____ Input for this task

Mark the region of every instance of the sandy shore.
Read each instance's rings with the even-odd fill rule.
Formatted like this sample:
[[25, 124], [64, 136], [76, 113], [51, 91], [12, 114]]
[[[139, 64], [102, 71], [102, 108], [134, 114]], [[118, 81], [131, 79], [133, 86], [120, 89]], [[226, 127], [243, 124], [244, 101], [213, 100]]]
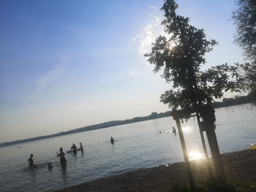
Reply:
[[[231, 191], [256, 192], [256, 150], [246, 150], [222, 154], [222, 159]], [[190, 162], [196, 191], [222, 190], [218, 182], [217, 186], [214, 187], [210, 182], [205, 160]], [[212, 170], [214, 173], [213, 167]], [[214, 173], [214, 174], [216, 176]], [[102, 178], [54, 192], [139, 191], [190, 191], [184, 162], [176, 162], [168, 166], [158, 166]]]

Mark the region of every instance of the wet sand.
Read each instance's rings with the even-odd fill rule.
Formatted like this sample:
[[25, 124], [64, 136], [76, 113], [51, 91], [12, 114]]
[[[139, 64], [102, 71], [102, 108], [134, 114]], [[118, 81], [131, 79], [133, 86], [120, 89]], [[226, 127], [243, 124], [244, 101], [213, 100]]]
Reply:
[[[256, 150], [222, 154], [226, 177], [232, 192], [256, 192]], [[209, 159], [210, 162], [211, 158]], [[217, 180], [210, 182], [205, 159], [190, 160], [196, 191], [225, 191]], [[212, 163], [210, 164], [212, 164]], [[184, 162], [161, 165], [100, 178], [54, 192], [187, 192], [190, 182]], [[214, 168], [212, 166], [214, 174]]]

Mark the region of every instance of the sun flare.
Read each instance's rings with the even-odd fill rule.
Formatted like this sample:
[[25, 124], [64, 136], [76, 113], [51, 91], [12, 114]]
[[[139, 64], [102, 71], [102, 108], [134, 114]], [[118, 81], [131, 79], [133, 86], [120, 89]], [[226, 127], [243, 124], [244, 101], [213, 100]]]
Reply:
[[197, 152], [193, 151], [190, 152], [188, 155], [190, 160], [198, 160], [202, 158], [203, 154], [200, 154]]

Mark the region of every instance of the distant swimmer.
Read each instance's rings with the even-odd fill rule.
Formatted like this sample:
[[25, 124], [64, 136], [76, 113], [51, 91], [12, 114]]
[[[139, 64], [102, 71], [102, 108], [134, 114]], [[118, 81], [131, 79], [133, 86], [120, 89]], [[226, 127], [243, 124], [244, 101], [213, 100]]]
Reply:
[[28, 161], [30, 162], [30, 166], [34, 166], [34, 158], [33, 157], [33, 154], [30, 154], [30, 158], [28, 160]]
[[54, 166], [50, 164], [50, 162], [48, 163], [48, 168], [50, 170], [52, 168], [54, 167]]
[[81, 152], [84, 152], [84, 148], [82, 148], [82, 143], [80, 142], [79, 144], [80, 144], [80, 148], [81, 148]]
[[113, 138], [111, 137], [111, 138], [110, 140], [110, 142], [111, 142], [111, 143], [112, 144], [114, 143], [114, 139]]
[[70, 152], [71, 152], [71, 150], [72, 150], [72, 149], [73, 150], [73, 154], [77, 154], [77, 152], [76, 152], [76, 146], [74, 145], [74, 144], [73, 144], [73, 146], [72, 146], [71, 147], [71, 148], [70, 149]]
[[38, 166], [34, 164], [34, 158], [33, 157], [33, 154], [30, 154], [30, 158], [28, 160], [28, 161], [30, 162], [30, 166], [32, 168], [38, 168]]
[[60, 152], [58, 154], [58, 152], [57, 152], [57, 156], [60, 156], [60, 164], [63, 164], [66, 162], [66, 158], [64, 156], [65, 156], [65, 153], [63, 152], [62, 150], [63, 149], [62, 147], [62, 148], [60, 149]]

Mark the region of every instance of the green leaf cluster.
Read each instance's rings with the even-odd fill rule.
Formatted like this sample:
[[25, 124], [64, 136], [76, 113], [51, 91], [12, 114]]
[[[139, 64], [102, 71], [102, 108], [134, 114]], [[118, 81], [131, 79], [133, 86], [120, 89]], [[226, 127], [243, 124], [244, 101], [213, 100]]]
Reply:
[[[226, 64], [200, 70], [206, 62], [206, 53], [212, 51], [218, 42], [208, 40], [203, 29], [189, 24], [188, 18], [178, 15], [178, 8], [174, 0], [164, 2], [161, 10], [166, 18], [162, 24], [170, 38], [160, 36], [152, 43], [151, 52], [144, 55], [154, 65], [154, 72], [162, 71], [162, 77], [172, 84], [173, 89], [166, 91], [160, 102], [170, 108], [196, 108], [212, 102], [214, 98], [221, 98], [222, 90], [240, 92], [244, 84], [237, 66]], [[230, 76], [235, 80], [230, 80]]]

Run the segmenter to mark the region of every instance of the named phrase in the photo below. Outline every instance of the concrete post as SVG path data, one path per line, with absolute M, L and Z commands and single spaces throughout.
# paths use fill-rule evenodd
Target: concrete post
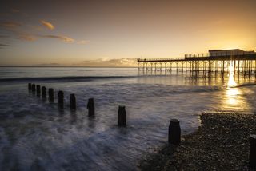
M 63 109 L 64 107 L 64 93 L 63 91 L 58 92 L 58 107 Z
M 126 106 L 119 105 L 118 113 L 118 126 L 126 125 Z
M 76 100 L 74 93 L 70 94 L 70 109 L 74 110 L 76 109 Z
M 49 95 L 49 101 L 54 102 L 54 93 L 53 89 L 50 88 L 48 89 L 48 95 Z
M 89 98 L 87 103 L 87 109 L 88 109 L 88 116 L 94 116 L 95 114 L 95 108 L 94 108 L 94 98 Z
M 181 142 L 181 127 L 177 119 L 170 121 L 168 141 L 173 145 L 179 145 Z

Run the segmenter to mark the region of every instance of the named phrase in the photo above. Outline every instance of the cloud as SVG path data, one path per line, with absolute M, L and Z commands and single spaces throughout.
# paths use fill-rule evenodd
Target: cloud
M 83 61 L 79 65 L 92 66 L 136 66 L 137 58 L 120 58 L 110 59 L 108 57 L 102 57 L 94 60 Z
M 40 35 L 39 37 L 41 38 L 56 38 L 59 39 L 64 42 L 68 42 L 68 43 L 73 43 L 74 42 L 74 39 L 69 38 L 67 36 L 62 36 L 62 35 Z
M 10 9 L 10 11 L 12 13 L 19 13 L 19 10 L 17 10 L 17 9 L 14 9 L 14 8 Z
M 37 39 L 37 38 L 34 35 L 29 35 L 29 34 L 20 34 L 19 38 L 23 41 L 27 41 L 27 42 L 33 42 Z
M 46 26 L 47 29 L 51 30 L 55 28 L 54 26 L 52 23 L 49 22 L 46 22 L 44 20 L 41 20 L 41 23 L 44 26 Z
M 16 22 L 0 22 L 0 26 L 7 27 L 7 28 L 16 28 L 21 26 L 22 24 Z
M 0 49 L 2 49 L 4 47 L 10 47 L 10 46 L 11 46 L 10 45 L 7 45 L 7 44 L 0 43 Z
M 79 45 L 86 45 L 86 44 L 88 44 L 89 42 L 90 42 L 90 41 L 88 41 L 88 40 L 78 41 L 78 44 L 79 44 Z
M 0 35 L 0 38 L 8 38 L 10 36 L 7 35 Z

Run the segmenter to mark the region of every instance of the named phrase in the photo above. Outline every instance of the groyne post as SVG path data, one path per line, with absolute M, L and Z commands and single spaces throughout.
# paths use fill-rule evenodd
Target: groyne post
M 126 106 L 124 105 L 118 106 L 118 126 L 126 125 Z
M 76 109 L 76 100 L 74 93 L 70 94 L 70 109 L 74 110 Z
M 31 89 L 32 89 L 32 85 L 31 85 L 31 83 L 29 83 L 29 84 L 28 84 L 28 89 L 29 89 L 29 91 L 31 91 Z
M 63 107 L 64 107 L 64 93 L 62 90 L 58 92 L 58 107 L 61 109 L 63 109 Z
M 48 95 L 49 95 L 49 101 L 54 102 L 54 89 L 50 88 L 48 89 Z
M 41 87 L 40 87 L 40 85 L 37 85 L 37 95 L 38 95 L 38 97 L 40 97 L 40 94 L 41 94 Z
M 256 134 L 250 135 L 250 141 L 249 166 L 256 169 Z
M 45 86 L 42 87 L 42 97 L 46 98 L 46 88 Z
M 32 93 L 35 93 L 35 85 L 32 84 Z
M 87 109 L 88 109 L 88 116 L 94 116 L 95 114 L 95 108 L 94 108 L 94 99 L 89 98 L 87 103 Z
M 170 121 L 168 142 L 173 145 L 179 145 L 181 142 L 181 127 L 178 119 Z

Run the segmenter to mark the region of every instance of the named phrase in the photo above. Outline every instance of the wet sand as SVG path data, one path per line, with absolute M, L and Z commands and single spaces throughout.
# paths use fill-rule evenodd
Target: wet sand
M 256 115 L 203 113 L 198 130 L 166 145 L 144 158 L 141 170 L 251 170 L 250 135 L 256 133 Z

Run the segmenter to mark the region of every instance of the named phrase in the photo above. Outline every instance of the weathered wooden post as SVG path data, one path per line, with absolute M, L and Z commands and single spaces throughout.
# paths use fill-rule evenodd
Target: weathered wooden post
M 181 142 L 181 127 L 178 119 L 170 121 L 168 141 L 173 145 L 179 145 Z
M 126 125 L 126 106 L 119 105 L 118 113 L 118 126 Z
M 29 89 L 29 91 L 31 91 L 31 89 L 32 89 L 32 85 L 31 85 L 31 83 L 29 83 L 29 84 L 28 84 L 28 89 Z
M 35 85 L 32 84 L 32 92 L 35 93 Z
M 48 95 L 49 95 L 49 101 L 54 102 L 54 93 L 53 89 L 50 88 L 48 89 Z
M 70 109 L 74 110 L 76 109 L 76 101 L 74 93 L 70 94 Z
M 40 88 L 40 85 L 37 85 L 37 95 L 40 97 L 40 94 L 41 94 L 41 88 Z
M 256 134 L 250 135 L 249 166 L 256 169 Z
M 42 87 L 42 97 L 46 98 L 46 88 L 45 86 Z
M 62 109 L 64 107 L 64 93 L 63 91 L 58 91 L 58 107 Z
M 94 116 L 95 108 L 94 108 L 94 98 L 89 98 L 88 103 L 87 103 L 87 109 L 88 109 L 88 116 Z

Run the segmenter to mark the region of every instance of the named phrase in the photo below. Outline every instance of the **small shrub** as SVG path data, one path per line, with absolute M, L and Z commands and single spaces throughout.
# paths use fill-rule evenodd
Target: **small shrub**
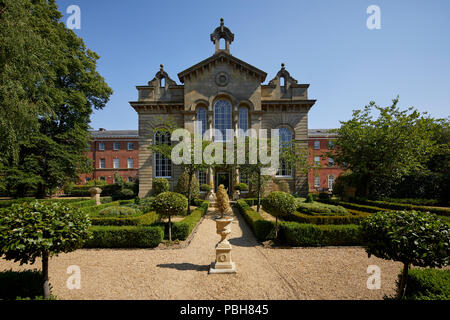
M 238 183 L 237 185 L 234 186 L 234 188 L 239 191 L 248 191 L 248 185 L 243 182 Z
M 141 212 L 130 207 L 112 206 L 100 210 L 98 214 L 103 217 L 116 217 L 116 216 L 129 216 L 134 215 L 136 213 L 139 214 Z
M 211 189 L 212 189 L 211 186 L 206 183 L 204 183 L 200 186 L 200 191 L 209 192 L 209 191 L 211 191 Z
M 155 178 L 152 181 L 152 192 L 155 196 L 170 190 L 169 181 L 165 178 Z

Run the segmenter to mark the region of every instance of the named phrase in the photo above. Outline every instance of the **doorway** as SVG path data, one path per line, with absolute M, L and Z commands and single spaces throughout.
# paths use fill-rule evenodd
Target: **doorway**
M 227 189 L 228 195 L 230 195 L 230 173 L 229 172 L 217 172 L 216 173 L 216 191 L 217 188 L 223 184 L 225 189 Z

________

Do this
Starting at the top of the records and stopping after the line that has "154], [200, 154]]", can you change "sun flare" to "lens glare" and give those lines back with nothing else altered and the pictures left out?

Answer below
Mark the region of every instance of the sandy shore.
Read each instance's rings with the even-odd fill rule.
Formatted like this sample:
[[25, 124], [64, 136], [76, 113], [51, 91], [12, 114]]
[[[139, 64], [102, 71], [102, 108], [134, 114]], [[118, 81], [131, 79], [133, 86], [120, 89]], [[226, 127], [243, 124], [244, 101], [213, 100]]]
Reply:
[[[231, 191], [256, 192], [256, 150], [246, 150], [222, 154], [222, 159]], [[190, 162], [196, 191], [222, 190], [218, 182], [217, 186], [214, 187], [210, 182], [205, 160]], [[212, 170], [214, 173], [213, 167]], [[214, 173], [214, 174], [216, 176]], [[102, 178], [54, 192], [139, 191], [190, 191], [184, 162], [176, 162], [168, 166], [158, 166]]]

Mark the region of every instance of the wet sand.
Read each instance's rings with the even-odd fill rule.
Formatted like this sample:
[[25, 124], [64, 136], [76, 113], [51, 91], [12, 114]]
[[[139, 64], [102, 71], [102, 108], [134, 114]], [[118, 81], [131, 79], [133, 86], [120, 89]], [[226, 127], [243, 124], [244, 101], [213, 100]]]
Reply:
[[[256, 150], [222, 154], [226, 177], [232, 192], [256, 192]], [[209, 159], [210, 162], [211, 158]], [[217, 180], [210, 182], [205, 159], [190, 160], [196, 191], [225, 191]], [[212, 163], [210, 164], [212, 164]], [[184, 162], [161, 165], [100, 178], [54, 192], [187, 192], [190, 182]], [[214, 168], [212, 166], [214, 174]]]

Mark the region of every instance of the lens glare.
Read each instance's rings with the even-odd fill rule.
Formatted like this sample:
[[25, 124], [64, 136], [76, 113], [51, 91], [12, 114]]
[[[139, 64], [102, 71], [102, 108], [134, 114]], [[118, 81], [131, 79], [133, 86], [120, 89]], [[226, 127], [243, 124], [244, 101], [213, 100]]]
Reply:
[[197, 152], [193, 151], [190, 152], [188, 155], [190, 160], [198, 160], [202, 158], [203, 154], [200, 154]]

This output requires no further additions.